_Instruction A_
In the forum thread on average cycling speed, repeat the passage from "The bike is" to "MadoneRider1991 (8 May 2009)", changing "knobbly" to "slick".
_Instruction B_
In the forum thread on average cycling speed, where did the first poster buy the bike computer?

# What average MPH is good over a 10 mile ride?



## Toby_2009 (8 May 2009)

Hi,

I'm 16 and have been cycling as a hobby for just under a month (up till now only used it for 2.5 miles a day to school and back ) So, I bought myself some lycra stuff, bottle, pump bike computer from aldi yesterday and decided to test it out today, Set the computer up this morning and tested it on way to and back from school (because I know exactly how far it is).

Then this afternoon, I decided to do a 10 mile ride (exactly 10 miles) and use it as a ride to do each week/fortnight to plot on a graph my improvement. Its a ride with one very steep, short hill and one long (one mile) hill.

My average speed was 15.5 MPH over the 10 mile ride which is *ALL ON ROAD*

The bike is a completely standard (at the moment) GIANT Boulder (yes with knobbly tyres) and as I said, I am 16, and I until I started cycling (about a month ago) I didn't really get any excersise.

So, Is 15.5 over 10 miles any good on a MTB? And what sort of average can i realistically but challengingly aim for?

Cheers, and btw I do cycle further than that, its just a short ride I can do frequently to fit in with A-Level studies

Toby


----------



## MadoneRider1991 (8 May 2009)

15.5 is very good on a MTB B)

i tend to average 22 - 23 mainly on 10mile TT's


----------



## Flyingfox (8 May 2009)

_Record excerpts_
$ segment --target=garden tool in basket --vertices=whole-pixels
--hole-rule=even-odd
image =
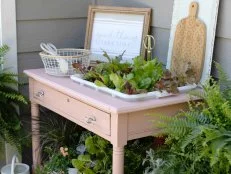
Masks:
[[[51,44],[51,43],[41,43],[40,44],[41,49],[46,52],[47,54],[53,55],[53,56],[58,56],[58,51],[57,48]],[[68,62],[64,59],[56,59],[58,64],[59,64],[59,68],[62,71],[62,73],[66,74],[68,72]]]

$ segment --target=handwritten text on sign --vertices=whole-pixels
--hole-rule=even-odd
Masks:
[[[96,14],[94,19],[91,51],[102,55],[102,50],[110,56],[118,56],[124,51],[124,59],[129,60],[140,55],[143,33],[142,15]],[[125,15],[125,16],[121,16]]]

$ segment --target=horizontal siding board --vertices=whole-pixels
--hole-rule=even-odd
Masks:
[[[214,60],[221,64],[224,71],[228,74],[231,79],[231,39],[216,38],[215,49],[214,49]],[[215,69],[213,75],[217,76]]]
[[[19,74],[22,74],[26,69],[43,68],[39,52],[18,54],[18,67]]]
[[[92,0],[17,0],[17,20],[87,17]]]
[[[168,44],[169,44],[169,35],[170,30],[162,28],[152,28],[152,34],[156,38],[156,47],[153,52],[153,56],[157,57],[164,64],[167,62],[167,53],[168,53]],[[214,56],[213,61],[216,61],[221,64],[224,71],[231,78],[231,39],[224,39],[221,37],[216,37],[215,47],[214,47]],[[213,67],[212,75],[217,76],[217,72]]]
[[[152,26],[170,29],[174,0],[97,0],[98,5],[149,7],[153,9]],[[217,36],[231,39],[231,0],[220,0]]]
[[[86,19],[18,21],[17,32],[19,53],[40,51],[41,42],[52,42],[58,48],[80,48]]]
[[[153,57],[157,57],[161,62],[166,64],[170,32],[168,29],[152,27],[152,34],[156,39],[156,46],[153,50]]]
[[[231,0],[220,0],[217,36],[231,39]]]

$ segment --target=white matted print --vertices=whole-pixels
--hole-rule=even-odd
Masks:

_Complete output A_
The bike is a completely standard (at the moment) GIANT Boulder (yes with slick tyres) and as I said, I am 16, and I until I started cycling (about a month ago) I didn't really get any excersise.

So, Is 15.5 over 10 miles any good on a MTB? And what sort of average can i realistically but challengingly aim for?

Cheers, and btw I do cycle further than that, its just a short ride I can do frequently to fit in with A-Level studies

Toby


----------



## MadoneRider1991 (8 May 2009)

_Complete output B_
From Aldi.